— Begin DATA IN THIS EXERCISE —

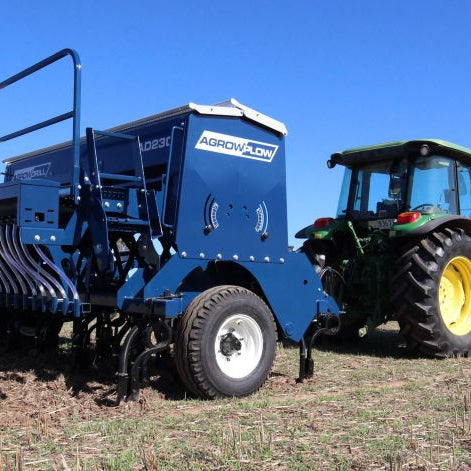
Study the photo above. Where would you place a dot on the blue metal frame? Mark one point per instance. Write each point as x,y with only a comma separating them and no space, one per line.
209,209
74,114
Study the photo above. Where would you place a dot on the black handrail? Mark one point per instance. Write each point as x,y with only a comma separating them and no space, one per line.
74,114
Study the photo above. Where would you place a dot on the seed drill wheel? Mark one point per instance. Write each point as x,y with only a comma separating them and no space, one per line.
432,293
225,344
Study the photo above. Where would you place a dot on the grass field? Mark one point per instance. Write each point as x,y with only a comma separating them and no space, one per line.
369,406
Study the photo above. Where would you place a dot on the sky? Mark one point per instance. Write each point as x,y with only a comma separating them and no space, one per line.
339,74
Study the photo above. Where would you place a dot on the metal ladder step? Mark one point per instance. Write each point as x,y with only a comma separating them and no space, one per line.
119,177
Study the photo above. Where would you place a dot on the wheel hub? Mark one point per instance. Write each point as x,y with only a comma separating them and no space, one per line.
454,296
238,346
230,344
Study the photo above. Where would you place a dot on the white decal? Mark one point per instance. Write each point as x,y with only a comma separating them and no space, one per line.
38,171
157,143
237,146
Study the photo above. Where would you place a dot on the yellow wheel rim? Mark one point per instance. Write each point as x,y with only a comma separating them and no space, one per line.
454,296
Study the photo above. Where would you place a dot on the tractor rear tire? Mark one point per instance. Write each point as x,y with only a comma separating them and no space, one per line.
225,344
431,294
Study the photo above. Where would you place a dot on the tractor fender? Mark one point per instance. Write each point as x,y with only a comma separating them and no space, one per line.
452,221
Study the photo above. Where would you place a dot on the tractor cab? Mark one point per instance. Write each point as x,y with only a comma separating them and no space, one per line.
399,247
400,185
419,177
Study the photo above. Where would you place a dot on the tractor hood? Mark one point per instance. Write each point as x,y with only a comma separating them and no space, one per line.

— End DATA IN THIS EXERCISE —
— Begin DATA IN THIS EXERCISE —

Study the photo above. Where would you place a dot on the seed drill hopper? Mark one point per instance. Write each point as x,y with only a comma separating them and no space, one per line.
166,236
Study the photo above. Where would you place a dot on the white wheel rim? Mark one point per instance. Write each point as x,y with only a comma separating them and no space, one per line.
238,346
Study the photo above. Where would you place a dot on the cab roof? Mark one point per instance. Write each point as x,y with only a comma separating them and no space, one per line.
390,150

— End DATA IN THIS EXERCISE —
— Begin DATA IN THIS EXERCISE —

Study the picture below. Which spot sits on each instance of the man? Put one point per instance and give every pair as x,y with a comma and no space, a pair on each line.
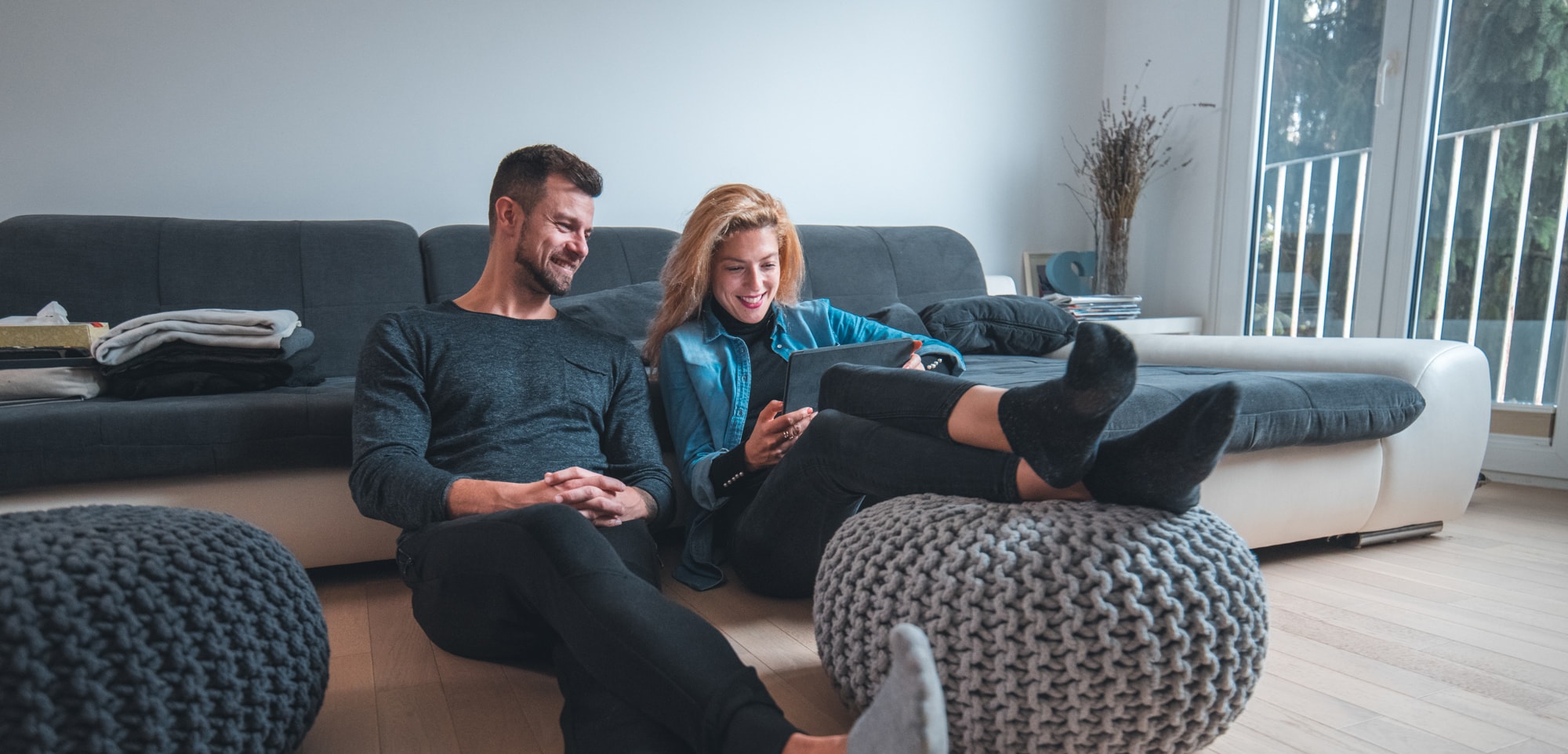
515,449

— End DATA IN THIS EXERCISE —

WHAT IS REQUIRED: Count the lines of the records that contain the string "wheel", where case matters. Reply with the number alone.

SOLUTION TO THIS EXERCISE: 4